Problem 1: Reproduce the stretch of the seminar abstract from "We have developed" through "or just design?".
Problem 2: Render this sentence from the seminar abstract into German: "Blending genres from radio and tourist guides we have created a genre prototype."
Problem 3: According to the seminar abstract, to how many churches in Rome does the mobile web site give directions?

Text passage:
This is the extended abstract for a seminar on «Genre innovation» at the University of Oslo, 6 December 2013.
We have developed a web site for mobile devices, presenting church music to tourists in Rome (Fagerjord, 2011). Using the phones’ GPS, it gives directions to six churches where tourists can listen to music written for that church centuries ago together with spoken commentaries. Blending genres from radio and tourist guides we have created a genre prototype. We also hoped to learn more about what a good location-based texts is. Is this design research, or just design?
According to Hevner et.al. (2004), design science builds a new artifacts from a “knowledge base” of foundations and methodologies, and the resulting design adds to this knowledge base (80). When we create new experiences, services, and genres, we draw on humanist knowledge of genres, storytelling, rhetoric, visual culture, and and much more. Can we give back to these disciplines, using design as a research method in the humanities?
We tested our application in Rome, using observation, “think-aloud” methods, semi-structured interviews and a simple survey, methods adapted from the Human-Computer Interaction (HCI) field in computer science. We were able to make the application easier to use, but observational methods could only be used to evaluate the user interface. They hardly gave any insight into how participants experienced the churches together with the music and the commentaries.

Entries supplied:
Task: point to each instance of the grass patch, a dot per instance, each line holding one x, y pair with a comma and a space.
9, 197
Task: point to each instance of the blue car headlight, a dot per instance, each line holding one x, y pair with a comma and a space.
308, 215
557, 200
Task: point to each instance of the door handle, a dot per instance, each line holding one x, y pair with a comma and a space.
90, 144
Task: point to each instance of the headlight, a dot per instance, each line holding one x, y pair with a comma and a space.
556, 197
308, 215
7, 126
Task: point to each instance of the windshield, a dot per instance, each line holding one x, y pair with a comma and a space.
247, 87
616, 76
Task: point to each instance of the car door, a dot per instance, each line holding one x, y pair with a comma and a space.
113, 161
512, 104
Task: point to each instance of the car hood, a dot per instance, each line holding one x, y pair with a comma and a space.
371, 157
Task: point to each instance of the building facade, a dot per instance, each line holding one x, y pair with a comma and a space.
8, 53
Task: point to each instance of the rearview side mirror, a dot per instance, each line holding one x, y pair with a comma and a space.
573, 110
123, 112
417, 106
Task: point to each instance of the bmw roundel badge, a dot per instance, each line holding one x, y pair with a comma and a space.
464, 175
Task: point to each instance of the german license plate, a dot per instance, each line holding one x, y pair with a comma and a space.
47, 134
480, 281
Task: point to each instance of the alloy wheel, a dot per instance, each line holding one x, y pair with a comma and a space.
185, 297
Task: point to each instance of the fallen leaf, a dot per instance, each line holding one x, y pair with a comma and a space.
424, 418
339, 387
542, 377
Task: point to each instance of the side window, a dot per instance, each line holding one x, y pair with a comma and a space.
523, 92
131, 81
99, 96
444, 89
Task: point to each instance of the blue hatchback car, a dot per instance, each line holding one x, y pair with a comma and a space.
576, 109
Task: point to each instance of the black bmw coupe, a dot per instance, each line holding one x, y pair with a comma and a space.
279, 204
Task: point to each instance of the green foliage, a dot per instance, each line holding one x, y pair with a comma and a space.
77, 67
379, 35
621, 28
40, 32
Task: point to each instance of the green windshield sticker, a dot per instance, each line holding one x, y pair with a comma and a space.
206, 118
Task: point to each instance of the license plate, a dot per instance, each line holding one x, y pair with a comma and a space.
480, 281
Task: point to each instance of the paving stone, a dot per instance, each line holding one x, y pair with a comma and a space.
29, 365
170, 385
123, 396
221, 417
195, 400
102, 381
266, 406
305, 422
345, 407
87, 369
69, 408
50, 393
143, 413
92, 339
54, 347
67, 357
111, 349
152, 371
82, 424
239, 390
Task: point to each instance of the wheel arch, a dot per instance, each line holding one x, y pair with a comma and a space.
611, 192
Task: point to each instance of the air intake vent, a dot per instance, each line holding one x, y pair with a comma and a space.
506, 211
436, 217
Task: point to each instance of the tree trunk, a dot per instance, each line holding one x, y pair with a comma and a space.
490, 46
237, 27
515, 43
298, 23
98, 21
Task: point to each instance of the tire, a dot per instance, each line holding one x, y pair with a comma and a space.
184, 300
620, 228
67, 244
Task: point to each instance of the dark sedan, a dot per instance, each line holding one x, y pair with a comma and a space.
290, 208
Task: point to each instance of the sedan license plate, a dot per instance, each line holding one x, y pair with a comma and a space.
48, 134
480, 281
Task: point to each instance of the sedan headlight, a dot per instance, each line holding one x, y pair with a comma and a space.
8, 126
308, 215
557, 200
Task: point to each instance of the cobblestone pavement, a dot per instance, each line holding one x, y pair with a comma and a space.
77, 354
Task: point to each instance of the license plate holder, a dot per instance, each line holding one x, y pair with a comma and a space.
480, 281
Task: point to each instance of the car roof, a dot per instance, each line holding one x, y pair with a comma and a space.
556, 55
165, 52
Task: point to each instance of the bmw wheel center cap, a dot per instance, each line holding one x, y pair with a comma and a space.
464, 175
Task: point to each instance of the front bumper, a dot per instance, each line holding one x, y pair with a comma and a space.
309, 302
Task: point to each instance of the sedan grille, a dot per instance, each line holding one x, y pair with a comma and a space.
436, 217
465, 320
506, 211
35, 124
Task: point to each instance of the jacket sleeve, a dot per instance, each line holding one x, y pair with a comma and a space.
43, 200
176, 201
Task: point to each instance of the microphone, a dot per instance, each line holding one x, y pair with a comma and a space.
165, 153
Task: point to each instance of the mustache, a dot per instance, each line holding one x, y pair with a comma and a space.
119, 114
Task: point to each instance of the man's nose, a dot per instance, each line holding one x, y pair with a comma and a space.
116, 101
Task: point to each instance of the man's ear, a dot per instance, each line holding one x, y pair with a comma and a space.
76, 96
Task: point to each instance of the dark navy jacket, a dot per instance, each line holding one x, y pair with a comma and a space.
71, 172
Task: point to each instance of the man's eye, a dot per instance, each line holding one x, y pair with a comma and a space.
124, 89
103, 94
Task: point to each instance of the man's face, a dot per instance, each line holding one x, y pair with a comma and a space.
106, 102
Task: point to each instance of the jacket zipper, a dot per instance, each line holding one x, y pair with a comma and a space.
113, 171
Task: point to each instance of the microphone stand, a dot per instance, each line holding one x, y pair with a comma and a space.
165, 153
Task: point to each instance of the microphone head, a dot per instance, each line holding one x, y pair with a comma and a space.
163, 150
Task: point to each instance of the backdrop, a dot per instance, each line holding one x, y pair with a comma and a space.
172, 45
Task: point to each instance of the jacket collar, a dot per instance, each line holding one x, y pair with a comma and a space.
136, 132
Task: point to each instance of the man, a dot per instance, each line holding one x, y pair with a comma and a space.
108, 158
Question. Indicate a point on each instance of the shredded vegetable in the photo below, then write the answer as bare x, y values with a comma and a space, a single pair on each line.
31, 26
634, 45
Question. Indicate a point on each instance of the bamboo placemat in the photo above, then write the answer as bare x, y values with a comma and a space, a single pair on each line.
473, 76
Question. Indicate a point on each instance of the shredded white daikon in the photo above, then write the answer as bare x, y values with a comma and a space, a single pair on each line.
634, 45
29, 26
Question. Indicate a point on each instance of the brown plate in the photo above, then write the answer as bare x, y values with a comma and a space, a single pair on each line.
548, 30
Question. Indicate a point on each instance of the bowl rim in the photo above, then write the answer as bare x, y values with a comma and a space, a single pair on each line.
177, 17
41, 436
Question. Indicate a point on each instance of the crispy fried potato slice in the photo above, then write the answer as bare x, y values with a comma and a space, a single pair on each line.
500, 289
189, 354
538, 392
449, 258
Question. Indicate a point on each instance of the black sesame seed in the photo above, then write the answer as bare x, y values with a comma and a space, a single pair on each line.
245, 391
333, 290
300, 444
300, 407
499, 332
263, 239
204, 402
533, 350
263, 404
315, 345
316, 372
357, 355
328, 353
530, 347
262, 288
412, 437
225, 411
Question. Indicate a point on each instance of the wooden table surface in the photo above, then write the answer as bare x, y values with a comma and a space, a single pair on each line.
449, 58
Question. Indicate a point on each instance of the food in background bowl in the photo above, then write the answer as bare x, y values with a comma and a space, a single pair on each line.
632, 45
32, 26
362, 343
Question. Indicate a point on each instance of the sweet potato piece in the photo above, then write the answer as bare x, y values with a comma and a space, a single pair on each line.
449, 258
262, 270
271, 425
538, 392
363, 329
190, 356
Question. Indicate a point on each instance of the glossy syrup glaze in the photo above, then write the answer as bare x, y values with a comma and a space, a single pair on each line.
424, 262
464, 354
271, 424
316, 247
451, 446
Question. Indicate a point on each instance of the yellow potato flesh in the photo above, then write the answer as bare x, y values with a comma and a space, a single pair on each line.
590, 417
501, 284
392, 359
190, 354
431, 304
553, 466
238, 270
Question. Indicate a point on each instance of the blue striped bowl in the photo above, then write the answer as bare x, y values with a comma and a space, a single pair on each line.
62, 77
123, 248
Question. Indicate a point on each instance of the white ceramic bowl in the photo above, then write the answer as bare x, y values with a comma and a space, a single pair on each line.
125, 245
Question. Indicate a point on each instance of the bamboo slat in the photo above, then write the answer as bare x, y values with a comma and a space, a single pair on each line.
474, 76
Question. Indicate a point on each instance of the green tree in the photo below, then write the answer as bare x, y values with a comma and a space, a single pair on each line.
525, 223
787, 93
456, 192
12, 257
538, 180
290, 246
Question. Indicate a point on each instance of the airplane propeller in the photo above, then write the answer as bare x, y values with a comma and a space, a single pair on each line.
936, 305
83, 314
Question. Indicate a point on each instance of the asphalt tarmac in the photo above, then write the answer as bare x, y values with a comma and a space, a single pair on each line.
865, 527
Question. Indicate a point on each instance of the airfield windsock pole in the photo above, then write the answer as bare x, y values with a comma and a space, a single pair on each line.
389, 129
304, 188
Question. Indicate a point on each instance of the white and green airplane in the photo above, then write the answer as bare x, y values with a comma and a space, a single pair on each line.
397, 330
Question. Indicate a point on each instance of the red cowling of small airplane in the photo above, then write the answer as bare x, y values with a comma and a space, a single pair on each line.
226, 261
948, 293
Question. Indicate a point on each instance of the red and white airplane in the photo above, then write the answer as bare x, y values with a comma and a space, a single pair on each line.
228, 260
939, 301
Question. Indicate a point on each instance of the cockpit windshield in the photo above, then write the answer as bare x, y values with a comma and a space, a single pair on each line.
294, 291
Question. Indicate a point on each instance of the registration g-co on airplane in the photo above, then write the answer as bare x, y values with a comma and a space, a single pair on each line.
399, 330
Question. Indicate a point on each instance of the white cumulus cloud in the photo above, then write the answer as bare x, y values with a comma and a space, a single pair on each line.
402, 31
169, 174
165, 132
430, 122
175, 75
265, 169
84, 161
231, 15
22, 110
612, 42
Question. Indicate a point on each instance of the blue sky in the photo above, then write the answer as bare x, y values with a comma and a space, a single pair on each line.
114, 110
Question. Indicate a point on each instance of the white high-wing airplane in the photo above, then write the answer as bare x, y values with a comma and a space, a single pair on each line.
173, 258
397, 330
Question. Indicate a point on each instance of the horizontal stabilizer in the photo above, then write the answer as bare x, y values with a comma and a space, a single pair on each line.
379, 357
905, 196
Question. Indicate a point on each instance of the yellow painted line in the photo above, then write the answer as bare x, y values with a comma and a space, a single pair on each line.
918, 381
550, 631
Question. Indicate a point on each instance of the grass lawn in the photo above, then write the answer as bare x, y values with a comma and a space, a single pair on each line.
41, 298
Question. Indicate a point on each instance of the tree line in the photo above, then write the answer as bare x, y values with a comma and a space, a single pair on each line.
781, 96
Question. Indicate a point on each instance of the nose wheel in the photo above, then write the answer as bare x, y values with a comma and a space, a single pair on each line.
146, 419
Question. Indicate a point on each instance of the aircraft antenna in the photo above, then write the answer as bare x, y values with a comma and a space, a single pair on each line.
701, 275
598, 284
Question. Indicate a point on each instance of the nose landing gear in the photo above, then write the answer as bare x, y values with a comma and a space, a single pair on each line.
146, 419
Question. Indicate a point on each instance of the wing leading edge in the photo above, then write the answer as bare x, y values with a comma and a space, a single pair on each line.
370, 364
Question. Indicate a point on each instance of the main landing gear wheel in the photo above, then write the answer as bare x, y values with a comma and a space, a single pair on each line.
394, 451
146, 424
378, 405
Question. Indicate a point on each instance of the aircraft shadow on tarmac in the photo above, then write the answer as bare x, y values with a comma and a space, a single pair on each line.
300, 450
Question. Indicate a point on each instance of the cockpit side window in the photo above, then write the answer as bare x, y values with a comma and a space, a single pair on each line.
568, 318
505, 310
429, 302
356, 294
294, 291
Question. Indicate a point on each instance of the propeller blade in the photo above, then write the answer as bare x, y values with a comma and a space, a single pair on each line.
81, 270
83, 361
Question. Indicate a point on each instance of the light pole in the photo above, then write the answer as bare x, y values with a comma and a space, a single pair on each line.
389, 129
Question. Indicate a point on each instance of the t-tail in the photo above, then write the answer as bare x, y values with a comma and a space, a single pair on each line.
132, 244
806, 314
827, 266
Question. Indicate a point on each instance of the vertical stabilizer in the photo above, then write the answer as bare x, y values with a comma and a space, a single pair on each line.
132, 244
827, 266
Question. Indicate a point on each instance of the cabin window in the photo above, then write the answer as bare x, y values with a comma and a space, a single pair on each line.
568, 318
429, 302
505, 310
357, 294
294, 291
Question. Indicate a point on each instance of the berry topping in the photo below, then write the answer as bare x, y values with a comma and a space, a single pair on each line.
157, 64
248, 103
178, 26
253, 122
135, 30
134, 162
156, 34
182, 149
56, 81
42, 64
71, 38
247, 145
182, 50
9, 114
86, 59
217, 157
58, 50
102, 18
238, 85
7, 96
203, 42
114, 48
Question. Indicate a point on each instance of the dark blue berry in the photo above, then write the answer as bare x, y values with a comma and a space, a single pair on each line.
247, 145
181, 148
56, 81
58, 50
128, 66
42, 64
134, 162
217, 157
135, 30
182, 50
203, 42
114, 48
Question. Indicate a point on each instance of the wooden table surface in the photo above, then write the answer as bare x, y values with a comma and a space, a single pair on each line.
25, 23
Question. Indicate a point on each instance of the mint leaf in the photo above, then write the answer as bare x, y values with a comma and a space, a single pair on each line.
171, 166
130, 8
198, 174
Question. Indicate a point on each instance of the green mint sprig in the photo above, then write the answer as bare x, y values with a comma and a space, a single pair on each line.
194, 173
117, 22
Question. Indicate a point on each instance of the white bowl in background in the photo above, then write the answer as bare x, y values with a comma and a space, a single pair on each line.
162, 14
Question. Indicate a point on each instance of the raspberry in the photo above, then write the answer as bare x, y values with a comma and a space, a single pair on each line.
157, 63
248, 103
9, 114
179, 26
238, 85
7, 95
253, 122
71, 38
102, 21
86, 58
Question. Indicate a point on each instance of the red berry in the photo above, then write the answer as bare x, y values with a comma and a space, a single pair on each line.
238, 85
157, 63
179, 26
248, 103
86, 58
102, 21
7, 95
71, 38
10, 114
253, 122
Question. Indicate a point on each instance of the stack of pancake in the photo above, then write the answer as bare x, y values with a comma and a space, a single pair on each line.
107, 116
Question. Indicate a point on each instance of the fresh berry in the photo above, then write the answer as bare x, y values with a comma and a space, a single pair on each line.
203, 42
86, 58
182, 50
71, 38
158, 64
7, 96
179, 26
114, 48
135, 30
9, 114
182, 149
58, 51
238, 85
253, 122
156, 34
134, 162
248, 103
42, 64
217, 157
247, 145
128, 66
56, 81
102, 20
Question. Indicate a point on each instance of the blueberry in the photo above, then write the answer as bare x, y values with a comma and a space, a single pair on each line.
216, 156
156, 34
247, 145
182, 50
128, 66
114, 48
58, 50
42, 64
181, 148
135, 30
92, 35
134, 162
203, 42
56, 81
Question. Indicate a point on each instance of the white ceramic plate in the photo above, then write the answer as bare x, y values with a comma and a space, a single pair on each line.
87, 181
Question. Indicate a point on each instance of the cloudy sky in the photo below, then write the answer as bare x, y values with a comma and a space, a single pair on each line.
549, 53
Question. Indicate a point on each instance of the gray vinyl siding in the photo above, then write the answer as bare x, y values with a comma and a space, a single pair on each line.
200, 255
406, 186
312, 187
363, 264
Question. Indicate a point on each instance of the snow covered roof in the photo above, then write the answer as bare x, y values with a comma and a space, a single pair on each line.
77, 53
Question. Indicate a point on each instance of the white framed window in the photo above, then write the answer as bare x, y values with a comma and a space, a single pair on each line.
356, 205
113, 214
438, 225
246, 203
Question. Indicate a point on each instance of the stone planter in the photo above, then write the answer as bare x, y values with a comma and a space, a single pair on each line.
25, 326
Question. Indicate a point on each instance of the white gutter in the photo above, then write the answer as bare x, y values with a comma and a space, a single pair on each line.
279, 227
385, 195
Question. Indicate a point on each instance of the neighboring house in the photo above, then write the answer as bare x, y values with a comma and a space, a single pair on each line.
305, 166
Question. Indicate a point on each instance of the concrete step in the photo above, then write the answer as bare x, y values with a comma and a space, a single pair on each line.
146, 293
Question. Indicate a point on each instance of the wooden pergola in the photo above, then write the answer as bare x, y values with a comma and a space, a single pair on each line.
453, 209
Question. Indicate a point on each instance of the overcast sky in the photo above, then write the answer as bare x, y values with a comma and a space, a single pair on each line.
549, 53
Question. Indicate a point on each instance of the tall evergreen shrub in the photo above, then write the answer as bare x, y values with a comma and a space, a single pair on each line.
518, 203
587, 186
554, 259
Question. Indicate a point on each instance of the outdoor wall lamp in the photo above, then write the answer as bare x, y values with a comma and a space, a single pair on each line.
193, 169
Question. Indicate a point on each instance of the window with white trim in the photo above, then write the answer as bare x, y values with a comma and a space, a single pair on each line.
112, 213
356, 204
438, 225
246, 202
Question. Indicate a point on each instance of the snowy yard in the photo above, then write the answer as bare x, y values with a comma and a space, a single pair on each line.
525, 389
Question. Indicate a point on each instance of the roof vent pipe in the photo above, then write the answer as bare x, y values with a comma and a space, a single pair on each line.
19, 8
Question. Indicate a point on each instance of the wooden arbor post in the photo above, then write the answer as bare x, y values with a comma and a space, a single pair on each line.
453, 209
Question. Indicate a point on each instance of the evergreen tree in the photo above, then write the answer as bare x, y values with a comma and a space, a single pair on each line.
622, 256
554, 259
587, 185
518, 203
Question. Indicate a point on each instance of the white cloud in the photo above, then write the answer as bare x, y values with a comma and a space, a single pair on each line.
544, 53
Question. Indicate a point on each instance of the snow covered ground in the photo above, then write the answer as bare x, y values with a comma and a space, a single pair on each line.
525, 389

Written response 1:
We have developed a web site for mobile devices, presenting church music to tourists in Rome (Fagerjord, 2011). Using the phones’ GPS, it gives directions to six churches where tourists can listen to music written for that church centuries ago together with spoken commentaries. Blending genres from radio and tourist guides we have created a genre prototype. We also hoped to learn more about what a good location-based texts is. Is this design research, or just design?

Written response 2: Durch die Verbindung von Genres aus Radio und Reiseführern haben wir einen Genre-Prototyp geschaffen.

Written response 3: Six churches.